* AIM:
Present each line of the records below as a Markdown table with the columns Row and Line, numbering the rows in order and leaving out blank lines.

[start DATASET]

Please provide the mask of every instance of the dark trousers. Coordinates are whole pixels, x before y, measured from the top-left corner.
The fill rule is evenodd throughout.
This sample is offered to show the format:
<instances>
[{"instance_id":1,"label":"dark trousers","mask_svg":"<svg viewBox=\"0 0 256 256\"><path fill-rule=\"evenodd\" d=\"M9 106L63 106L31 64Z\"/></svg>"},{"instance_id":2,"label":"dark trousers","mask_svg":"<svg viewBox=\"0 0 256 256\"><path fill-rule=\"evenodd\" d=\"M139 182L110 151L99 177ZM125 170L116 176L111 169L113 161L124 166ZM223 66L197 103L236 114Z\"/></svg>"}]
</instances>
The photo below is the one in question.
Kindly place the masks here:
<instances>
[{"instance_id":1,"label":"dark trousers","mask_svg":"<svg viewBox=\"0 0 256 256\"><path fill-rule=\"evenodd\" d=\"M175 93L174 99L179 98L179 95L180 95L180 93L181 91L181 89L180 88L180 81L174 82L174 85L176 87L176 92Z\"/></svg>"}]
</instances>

[end DATASET]

* WORKED ANSWER:
| Row | Line |
|---|---|
| 1 | Please provide the mask of every instance of the dark trousers. Coordinates are whole pixels, x before y, measured from the top-left corner. |
| 2 | The fill rule is evenodd throughout. |
| 3 | This sample is offered to show the format: |
| 4 | <instances> |
| 5 | [{"instance_id":1,"label":"dark trousers","mask_svg":"<svg viewBox=\"0 0 256 256\"><path fill-rule=\"evenodd\" d=\"M9 106L63 106L31 64Z\"/></svg>"},{"instance_id":2,"label":"dark trousers","mask_svg":"<svg viewBox=\"0 0 256 256\"><path fill-rule=\"evenodd\" d=\"M139 182L110 151L99 177ZM125 170L116 176L111 169L113 161L124 166ZM223 66L197 103L236 114Z\"/></svg>"}] |
| 6 | </instances> |
| 7 | The photo below is the one in question. |
| 8 | Kindly place the masks here: |
| 9 | <instances> |
| 10 | [{"instance_id":1,"label":"dark trousers","mask_svg":"<svg viewBox=\"0 0 256 256\"><path fill-rule=\"evenodd\" d=\"M175 93L174 99L179 98L179 95L180 95L180 93L181 91L181 89L180 88L180 81L174 82L174 85L176 87L176 92Z\"/></svg>"}] |
| 11 | </instances> |